-- SOURCE TEXT --

^^^^

But Bendell’s stark predictions have been dismissed by prominent climate scientists.
Prof Michael Mann, one of the world’s most renowned, describes Bendell’s paper as "pseudo-scientific nonsense".
"To me, the Bendell paper is a perfect storm of misguidedness and wrongheadedness," Mann says. "It is wrong on the science and its impacts. There is no credible evidence that we face ‘inevitable near-term collapse’."
What’s more, Mann claims, Bendell’s "doomist framing" is "disabling" and will "lead us down the very same path of inaction as outright climate change denial. Fossil fuel interests love this framing." Bendell is, he says, "a poster child for the dangerous new strain of crypto-denialism".
Myles Allen, professor of Geosystem Science at the University of Oxford, is just as critical.
"Predictions of societal collapse in the next few years as a result of climate change seem very far-fetched," he tells me.
"So far, the system’s responded to greenhouse gas emissions almost exactly as predicted. So to say it’s about to change and become much worse is speculation.
"Honestly this kind of material is at the level of science of the anti-vax campaign."
Allen agrees with Mann that the paper’s pessimism is liable to make people feel powerless. "Lots of people are using this kind of catastrophism to argue that there’s no point in reducing emissions," he says.
Bendell rejects the scientists’ claims and says people have been inspired by his paper to demand radical government measures to tackle climate change.
"I hope Michael Mann gets to meet some more climate activists on the streets, so he can meet the new breed of fearless people taking peaceful direct action after being moved by uncompromising assessments of our situation," he says. "Many of the leaders of Extinction Rebellion read my paper and quit their jobs to go full time to try to reduce harm and save what we can."
Other climate scientists say they have more time for Bendell.
"With global emissions continuing to rise, and no signs that the Paris targets will be respected, Jem Bendell has some justification in taking the strong position that it is already too late and we’d better prepare to deal with the collapse of the globalised economic system," says Prof Will Steffen, from Australia’s Climate Change Council.

^^^^

-- ENTRIES SHOWN --
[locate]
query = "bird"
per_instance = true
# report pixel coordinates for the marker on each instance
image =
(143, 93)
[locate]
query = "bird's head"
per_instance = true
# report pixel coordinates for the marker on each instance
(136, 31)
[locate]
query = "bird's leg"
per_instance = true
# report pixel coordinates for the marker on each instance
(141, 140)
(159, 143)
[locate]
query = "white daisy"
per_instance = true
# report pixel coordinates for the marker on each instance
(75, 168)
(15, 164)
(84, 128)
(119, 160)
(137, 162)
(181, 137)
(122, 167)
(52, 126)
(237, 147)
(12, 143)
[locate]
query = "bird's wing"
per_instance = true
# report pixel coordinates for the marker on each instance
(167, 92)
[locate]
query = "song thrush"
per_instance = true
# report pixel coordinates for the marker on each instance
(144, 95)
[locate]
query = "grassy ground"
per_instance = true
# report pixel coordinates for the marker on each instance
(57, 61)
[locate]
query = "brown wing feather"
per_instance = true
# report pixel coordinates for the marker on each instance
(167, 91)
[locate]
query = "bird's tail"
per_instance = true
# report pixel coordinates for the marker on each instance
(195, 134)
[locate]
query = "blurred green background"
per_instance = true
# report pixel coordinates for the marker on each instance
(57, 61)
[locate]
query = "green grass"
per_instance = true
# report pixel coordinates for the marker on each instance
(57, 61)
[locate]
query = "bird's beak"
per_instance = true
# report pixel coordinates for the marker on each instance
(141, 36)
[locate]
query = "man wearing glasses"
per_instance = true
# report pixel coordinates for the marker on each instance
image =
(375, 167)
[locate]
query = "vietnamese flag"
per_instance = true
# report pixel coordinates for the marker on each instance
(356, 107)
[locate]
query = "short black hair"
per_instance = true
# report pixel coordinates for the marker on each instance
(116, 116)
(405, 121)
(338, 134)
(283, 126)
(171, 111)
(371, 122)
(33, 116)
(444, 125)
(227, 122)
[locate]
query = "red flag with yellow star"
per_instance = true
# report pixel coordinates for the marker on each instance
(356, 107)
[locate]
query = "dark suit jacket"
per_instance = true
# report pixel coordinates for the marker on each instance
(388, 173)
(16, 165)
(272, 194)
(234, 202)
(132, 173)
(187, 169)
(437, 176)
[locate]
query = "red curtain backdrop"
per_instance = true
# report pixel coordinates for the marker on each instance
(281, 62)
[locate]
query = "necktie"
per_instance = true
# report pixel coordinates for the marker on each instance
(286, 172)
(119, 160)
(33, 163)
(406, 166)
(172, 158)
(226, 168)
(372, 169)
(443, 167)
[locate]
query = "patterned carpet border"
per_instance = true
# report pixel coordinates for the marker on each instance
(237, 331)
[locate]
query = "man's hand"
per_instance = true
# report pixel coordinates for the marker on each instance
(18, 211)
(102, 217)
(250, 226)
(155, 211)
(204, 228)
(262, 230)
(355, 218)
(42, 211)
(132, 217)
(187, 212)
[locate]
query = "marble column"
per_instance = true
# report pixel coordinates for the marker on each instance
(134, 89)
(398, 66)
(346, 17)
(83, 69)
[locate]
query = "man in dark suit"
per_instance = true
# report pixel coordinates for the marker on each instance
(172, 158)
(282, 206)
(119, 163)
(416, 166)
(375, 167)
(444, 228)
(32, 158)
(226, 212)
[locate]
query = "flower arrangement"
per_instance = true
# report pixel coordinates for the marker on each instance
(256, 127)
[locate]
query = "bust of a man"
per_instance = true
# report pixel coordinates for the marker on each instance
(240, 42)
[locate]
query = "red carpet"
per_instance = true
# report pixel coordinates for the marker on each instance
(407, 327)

^^^^

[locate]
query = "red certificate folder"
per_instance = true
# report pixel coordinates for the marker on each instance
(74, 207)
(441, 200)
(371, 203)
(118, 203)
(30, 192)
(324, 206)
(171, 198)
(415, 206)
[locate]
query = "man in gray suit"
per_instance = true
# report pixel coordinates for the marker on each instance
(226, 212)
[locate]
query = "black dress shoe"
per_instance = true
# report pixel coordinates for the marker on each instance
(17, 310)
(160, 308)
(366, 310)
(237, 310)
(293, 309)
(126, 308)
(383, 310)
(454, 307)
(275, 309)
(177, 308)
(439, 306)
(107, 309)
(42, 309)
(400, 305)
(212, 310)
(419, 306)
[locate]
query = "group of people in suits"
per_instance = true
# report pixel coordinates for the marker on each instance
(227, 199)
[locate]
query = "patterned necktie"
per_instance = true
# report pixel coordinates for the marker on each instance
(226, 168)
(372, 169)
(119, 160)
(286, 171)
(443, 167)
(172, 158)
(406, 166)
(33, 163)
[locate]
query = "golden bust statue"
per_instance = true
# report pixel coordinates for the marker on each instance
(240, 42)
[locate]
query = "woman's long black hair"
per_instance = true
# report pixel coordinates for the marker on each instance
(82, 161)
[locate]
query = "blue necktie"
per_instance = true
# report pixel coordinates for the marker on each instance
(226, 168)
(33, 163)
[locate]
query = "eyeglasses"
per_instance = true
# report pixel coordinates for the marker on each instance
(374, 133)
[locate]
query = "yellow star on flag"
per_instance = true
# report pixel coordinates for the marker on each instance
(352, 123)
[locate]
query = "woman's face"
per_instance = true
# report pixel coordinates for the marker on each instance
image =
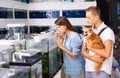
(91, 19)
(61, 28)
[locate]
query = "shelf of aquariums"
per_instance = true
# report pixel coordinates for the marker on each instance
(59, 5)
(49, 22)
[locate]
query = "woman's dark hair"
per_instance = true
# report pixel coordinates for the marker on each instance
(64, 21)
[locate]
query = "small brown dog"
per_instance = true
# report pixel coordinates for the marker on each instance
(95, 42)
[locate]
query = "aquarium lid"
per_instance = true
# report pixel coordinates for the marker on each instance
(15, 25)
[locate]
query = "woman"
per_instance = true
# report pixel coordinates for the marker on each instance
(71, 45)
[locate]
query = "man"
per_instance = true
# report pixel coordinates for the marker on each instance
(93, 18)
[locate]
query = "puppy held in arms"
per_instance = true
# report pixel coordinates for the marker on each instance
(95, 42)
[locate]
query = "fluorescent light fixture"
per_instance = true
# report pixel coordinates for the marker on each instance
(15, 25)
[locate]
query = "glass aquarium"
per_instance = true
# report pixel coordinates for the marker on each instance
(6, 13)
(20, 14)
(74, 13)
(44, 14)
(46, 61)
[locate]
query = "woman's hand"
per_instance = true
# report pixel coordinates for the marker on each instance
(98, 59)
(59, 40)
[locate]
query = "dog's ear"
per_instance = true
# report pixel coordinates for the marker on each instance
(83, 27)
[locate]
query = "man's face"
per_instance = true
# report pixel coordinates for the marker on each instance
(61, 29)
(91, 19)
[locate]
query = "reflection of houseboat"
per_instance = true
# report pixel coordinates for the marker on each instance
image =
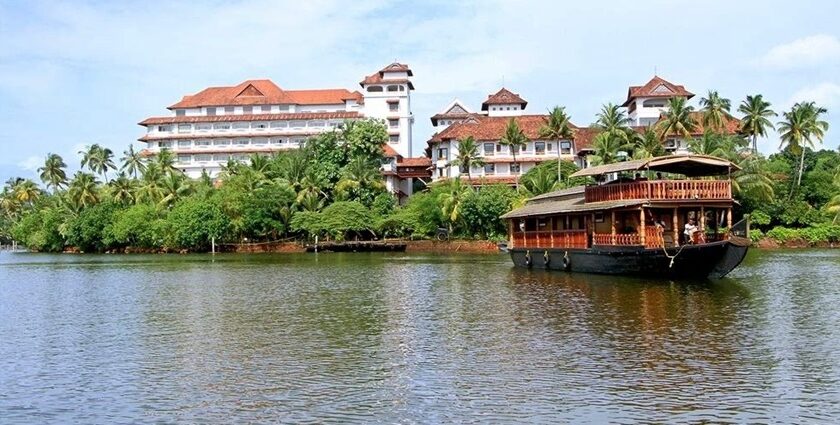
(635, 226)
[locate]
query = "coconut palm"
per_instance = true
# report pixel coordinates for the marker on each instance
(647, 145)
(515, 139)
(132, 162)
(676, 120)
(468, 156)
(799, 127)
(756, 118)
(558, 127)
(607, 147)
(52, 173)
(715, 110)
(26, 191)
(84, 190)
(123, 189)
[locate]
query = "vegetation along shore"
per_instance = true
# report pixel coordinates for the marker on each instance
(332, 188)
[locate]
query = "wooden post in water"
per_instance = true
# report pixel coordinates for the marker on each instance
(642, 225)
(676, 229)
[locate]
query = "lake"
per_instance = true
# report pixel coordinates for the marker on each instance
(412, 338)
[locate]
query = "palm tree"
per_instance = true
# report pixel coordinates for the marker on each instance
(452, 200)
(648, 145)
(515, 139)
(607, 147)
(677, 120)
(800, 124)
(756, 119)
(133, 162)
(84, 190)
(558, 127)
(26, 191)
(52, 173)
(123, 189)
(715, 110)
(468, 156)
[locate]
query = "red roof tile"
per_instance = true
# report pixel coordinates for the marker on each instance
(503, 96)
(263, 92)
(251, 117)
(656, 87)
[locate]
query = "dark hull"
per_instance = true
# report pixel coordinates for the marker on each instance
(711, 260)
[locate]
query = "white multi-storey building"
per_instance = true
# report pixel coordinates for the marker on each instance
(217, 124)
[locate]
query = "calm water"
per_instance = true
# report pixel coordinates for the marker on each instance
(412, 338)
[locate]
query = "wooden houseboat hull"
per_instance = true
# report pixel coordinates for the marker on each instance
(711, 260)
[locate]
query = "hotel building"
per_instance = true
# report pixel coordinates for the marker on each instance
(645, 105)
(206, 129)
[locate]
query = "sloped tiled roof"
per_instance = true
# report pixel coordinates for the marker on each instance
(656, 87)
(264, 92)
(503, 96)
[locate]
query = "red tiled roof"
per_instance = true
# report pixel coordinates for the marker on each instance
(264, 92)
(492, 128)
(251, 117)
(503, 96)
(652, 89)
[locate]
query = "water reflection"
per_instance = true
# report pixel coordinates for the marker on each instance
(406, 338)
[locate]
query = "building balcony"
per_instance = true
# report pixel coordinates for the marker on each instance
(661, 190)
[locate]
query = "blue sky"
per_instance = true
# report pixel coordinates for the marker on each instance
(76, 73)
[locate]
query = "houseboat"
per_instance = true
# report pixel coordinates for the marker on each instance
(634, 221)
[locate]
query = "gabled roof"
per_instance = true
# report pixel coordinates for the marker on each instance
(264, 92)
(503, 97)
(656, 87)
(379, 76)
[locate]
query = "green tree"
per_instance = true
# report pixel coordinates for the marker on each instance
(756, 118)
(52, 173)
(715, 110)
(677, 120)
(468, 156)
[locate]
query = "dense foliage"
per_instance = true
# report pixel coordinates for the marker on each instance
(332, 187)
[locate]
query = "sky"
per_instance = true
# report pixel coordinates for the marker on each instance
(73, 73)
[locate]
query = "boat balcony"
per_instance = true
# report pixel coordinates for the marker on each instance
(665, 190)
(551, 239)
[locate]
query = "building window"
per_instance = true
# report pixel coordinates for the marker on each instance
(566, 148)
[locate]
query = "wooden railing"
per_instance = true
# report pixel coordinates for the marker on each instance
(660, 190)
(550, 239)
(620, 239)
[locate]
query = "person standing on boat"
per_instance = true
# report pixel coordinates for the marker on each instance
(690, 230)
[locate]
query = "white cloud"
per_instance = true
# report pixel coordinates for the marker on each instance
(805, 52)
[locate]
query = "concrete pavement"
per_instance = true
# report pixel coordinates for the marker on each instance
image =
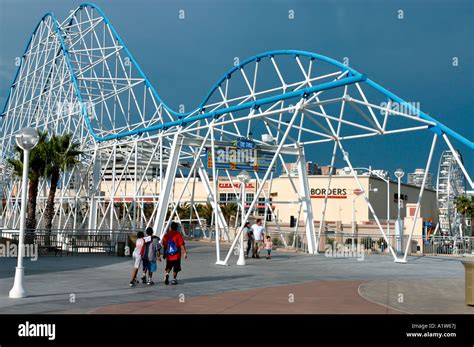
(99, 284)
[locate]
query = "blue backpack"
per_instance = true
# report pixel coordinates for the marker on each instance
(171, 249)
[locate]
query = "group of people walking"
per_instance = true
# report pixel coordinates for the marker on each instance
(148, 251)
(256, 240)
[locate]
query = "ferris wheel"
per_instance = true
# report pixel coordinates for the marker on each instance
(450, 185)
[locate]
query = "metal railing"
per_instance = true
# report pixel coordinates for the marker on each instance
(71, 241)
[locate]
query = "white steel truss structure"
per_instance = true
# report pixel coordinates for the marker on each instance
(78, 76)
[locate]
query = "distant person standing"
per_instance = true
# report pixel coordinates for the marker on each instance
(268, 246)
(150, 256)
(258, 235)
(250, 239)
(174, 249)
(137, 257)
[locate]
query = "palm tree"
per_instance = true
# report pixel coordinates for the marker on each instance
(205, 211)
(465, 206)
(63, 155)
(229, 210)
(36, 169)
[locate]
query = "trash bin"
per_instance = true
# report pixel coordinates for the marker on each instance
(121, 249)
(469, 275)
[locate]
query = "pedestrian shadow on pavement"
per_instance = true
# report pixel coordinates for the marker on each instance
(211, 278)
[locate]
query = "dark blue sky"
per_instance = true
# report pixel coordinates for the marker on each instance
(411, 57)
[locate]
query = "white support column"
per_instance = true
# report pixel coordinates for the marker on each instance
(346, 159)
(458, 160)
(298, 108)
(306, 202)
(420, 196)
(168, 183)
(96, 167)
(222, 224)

^^^^

-- TASK DETAILS --
In the climate debate excerpt, what post does Myles Allen hold? Rely only on the climate debate excerpt, not on the listing.

-- OUTPUT FOR THIS EXERCISE --
He is professor of Geosystem Science at the University of Oxford.